Problem details:
From the line containing "of the flowing" to the end of the listing, write out every line exactly; leave out everything else.

[start of Material to process]

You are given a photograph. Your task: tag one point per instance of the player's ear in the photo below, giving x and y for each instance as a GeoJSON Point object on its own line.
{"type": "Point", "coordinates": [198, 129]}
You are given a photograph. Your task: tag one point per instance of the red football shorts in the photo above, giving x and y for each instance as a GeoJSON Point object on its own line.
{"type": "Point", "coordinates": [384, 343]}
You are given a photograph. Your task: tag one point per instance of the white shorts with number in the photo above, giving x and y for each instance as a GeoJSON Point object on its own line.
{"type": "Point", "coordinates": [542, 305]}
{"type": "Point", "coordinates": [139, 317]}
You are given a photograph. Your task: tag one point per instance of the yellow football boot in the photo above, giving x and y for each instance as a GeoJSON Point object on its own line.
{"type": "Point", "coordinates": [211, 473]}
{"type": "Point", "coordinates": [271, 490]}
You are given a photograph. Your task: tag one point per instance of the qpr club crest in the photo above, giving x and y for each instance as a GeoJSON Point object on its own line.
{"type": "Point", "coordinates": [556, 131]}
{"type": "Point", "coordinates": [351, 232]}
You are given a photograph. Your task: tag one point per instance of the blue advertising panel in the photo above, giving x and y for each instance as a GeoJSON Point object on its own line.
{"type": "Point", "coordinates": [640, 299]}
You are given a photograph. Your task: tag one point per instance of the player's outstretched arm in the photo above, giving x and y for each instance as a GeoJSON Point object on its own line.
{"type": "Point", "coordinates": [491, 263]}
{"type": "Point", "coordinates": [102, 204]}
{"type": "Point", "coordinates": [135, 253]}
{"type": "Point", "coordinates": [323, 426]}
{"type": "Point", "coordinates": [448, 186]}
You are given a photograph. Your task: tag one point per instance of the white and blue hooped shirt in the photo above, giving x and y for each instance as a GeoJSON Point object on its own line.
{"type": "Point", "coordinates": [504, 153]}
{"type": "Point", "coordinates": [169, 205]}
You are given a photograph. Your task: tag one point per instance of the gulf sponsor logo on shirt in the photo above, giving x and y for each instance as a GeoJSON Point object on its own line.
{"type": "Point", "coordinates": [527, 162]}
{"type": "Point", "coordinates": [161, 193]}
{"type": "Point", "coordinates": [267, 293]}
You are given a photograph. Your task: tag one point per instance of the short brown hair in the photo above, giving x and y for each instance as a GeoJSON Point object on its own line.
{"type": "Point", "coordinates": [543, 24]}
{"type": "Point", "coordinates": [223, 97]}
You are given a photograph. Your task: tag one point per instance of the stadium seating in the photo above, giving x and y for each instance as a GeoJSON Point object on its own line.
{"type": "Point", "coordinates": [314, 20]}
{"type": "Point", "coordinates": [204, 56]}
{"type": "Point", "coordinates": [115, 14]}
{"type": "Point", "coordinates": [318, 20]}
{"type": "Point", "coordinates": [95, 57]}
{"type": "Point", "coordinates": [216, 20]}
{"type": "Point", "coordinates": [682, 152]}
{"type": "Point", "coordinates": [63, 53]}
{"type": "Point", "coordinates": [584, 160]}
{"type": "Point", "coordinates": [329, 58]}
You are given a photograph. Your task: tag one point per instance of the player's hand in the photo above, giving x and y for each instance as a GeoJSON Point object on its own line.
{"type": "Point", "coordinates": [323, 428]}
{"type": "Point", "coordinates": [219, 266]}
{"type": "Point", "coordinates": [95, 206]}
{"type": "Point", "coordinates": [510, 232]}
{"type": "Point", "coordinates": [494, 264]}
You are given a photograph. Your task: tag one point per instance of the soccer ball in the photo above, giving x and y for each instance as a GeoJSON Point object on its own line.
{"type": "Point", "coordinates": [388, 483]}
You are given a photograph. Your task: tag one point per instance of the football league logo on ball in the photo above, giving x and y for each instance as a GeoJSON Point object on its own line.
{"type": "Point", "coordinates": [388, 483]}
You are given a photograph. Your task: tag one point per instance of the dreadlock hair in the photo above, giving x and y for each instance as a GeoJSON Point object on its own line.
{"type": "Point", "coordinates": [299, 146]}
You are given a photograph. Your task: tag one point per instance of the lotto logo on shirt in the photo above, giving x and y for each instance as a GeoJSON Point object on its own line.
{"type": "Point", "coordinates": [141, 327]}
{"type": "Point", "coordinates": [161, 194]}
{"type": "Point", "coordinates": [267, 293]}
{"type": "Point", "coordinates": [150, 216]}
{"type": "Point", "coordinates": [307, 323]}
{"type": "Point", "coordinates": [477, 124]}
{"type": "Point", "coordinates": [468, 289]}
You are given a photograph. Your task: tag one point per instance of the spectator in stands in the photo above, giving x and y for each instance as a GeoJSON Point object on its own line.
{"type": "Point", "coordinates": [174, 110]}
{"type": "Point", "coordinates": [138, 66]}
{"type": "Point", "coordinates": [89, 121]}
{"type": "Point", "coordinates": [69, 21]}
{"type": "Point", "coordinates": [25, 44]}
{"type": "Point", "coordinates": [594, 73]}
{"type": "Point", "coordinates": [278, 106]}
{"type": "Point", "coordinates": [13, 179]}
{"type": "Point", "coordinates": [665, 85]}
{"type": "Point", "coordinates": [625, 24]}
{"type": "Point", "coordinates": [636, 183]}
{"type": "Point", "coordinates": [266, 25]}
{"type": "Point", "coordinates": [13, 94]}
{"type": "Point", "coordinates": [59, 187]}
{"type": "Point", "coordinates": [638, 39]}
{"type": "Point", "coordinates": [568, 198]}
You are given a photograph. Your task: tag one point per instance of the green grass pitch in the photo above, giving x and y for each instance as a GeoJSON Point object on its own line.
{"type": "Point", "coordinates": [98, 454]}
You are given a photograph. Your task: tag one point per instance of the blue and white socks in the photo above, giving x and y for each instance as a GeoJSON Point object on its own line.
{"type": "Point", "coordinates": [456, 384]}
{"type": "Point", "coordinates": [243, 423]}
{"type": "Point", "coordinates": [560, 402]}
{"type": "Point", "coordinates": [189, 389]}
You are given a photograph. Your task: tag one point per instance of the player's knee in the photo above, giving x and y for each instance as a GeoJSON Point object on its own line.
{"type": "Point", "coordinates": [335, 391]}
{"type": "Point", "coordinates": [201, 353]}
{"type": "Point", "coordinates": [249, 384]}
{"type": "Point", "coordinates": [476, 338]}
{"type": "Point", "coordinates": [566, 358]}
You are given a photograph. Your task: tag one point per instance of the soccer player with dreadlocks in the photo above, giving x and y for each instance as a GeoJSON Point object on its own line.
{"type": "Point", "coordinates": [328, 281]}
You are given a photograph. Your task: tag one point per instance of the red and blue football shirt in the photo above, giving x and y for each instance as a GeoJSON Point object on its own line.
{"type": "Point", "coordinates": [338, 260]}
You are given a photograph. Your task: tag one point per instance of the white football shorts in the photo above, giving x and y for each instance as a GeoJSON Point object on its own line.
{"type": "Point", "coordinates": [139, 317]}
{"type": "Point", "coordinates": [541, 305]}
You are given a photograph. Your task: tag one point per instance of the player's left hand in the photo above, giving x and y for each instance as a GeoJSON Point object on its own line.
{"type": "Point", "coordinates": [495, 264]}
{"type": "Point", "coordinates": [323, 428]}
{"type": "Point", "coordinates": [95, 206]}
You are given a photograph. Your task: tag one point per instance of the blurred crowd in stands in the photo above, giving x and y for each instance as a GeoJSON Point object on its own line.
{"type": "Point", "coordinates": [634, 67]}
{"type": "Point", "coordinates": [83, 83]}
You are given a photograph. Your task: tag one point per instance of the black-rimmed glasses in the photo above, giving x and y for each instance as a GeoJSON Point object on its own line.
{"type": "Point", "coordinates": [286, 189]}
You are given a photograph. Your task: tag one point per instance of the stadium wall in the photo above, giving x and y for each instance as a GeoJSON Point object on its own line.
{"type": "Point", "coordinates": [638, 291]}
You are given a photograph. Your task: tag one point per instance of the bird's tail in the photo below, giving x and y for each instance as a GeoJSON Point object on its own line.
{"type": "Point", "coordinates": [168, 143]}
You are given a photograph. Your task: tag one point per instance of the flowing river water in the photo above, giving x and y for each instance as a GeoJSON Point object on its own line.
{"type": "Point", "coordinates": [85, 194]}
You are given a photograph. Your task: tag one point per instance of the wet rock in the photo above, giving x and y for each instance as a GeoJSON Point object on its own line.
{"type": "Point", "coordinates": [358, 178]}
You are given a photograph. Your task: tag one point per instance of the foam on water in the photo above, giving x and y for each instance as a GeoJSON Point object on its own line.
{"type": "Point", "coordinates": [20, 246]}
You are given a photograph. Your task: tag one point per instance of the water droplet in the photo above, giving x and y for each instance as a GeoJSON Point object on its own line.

[end of Material to process]

Reply to the task:
You are given a photograph. Your task: tag one point per instance of the flowing river water in the photo above, giving x and y for each instance as a GeoJSON Point object on its own line.
{"type": "Point", "coordinates": [85, 194]}
You are given a photograph. Your task: tag one point per instance of the wet rock in the photo above, giving x and y for each instance as a GeoJSON Point object on its own line.
{"type": "Point", "coordinates": [358, 178]}
You are given a photograph. Your task: tag one point per instance of the foam on water in the photo above, giving x and y for each instance as a GeoJSON Point object on its own line.
{"type": "Point", "coordinates": [20, 246]}
You are given a photograph. Your task: tag one point per instance of the water droplet in the photo above, giving x and y for each instance as a GeoJSON Point object on its own line.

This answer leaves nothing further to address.